Transcribir nuestras conversaciones con Margarita fue como sacar un libro de la biblioteca. ¿Cuántos años llevaría ella repasando en su mente estas aventuras? No menos de treinta. Puedo imaginar a lectores preguntándose por las veinte funciones de su Fata Morgana, o la grabación de Tiefland que nunca mencionó. Siempre que mis nimiedades la desviaban, ella volvía ordenadamente a su relato, ayudada por unos manuscritos que apenas me dejaba hojear. Hasta las secciones y los títulos propuestos parecen destinados a una audiencia radial, la de sus inicios, en los que asoma el modo instructivo de sus clases. Le encantaba decir que era periodista y puede ser que el amor por la crónica haya sido lo que mantuvo su great mind hasta el final. Junto a esas anotaciones también guardaba fotos y recortes de publicaciones en alemán. Estos recortes a veces aparecen subrayados, y muchos de ellos sin que consigamos saber a qué diario pertenecían o de qué fecha eran. A pesar de esto, no dejan de ser objetos íntimos que conservó con ella y que ahora pueden darnos una idea de lo que debió de significar su aparición en los escenarios de la época.

- _OBJETIVO 1_: Resume en dos oraciones el texto sobre las conversaciones con Margarita.
- _OBJETIVO 2_: Según el texto sobre Margarita, ¿en qué idioma estaban las publicaciones de las que ella guardaba recortes?
- _OBJETIVO 3_: Indica si cada afirmación concuerda con el texto sobre Margarita y cita las palabras que lo deciden: (a) Margarita llevaba al menos treinta años repasando sus aventuras. (b) Margarita dejaba hojear libremente sus manuscritos. (c) De todos los recortes se sabe a qué diario pertenecían y de qué fecha eran.

[Registros de datos]

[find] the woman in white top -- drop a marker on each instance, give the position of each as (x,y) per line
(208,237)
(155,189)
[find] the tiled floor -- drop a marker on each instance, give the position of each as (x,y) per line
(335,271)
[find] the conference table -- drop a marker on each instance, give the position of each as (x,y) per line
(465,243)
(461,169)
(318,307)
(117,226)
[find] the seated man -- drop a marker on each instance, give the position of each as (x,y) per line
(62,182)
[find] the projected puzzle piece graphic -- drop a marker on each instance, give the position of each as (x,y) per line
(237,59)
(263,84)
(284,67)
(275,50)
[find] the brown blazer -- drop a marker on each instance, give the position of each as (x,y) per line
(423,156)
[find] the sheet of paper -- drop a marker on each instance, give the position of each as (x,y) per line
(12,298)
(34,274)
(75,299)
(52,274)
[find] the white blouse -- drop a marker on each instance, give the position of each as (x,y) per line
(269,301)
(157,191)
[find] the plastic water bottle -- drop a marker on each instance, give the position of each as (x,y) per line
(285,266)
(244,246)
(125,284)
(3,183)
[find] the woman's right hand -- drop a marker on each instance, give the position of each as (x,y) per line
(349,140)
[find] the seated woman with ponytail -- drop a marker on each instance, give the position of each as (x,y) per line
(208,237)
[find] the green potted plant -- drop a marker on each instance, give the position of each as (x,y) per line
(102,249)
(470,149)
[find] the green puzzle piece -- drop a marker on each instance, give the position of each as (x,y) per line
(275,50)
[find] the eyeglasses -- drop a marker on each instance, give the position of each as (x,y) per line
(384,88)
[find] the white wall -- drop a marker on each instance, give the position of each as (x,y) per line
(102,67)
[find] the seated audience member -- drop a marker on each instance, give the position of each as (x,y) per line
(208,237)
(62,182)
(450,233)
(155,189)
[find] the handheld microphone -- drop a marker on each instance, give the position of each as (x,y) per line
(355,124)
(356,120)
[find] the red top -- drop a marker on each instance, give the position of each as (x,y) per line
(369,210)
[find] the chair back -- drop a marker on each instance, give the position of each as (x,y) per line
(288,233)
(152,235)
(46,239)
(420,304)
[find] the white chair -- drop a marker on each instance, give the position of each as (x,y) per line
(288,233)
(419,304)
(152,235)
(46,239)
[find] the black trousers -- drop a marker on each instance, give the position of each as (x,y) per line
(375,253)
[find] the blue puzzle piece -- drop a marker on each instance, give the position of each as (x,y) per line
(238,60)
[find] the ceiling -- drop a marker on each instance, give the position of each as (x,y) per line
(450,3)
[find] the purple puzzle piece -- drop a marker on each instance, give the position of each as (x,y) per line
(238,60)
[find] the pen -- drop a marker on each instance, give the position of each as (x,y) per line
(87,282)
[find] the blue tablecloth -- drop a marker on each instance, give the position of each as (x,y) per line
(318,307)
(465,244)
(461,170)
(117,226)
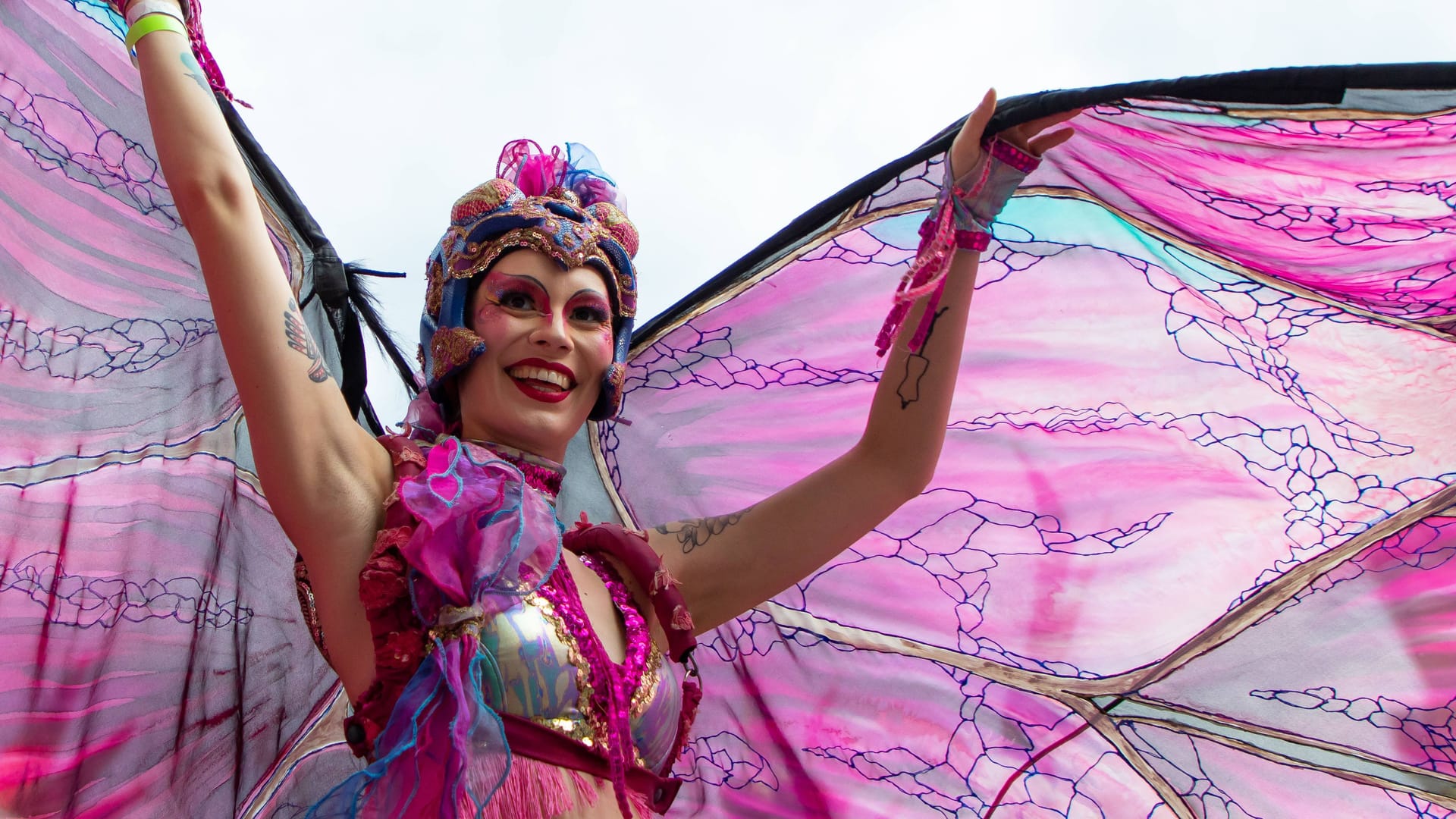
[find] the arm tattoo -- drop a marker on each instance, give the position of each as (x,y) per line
(692,534)
(196,72)
(300,340)
(916,368)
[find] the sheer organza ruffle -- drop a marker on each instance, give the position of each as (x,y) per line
(482,541)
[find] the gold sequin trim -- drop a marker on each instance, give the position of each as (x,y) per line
(587,729)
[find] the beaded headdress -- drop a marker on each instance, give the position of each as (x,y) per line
(557,203)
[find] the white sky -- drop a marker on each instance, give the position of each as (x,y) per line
(720,121)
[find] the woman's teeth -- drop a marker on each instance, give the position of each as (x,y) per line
(542,375)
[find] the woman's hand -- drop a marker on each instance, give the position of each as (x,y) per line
(1030,137)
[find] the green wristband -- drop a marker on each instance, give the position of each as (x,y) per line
(149,25)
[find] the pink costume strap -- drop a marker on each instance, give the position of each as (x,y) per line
(193,11)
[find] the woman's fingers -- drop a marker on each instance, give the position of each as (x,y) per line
(967,146)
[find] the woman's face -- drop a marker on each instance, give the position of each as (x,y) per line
(548,343)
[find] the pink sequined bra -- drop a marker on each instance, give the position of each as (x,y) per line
(565,707)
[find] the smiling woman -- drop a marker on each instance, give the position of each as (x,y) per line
(1180,457)
(548,346)
(497,664)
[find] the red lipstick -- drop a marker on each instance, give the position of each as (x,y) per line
(545,395)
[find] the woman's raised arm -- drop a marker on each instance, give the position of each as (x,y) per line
(731,563)
(312,457)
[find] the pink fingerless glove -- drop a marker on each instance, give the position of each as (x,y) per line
(963,216)
(981,194)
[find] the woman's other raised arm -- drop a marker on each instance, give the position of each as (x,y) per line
(319,468)
(731,563)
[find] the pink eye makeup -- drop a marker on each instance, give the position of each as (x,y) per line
(588,309)
(516,293)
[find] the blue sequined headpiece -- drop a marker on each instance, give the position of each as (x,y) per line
(554,203)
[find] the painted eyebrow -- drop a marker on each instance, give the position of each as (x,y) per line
(532,279)
(588,290)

- _RESPUESTA 1_: Transcribir las conversaciones con Margarita fue como sacar un libro de la biblioteca: ella llevaba no menos de treinta años repasando sus aventuras y volvía ordenadamente a su relato, ayudada por unos manuscritos. Junto a esas anotaciones guardaba fotos y recortes de publicaciones en alemán, muchos sin diario ni fecha conocidos, que pueden dar una idea de lo que debió de significar su aparición en los escenarios de la época.

- _RESPUESTA 2_: En alemán.

- _RESPUESTA 3_:
(a) Sí: «No menos de treinta.»
(b) No: «unos manuscritos que apenas me dejaba hojear».
(c) No: «muchos de ellos sin que consigamos saber a qué diario pertenecían o de qué fecha eran».